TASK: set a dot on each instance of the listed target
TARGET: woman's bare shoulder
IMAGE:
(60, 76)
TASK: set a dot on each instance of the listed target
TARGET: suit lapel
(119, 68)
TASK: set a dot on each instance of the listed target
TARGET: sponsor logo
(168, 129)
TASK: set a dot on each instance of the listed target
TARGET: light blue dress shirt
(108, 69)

┄┄┄┄┄┄┄┄┄┄

This task calls for the material above to be duplicated verbatim.

TASK: set a dot on each instance of the listed target
TARGET: woman's bare shoulder
IMAGE:
(60, 76)
TASK: set a dot on each instance of the listed target
TARGET: suit lapel
(119, 68)
TASK: set a dot on each instance of the listed target
TARGET: sponsor logo
(168, 129)
TASK: set a dot on each instance of the listed target
TARGET: light blue dress shirt
(108, 69)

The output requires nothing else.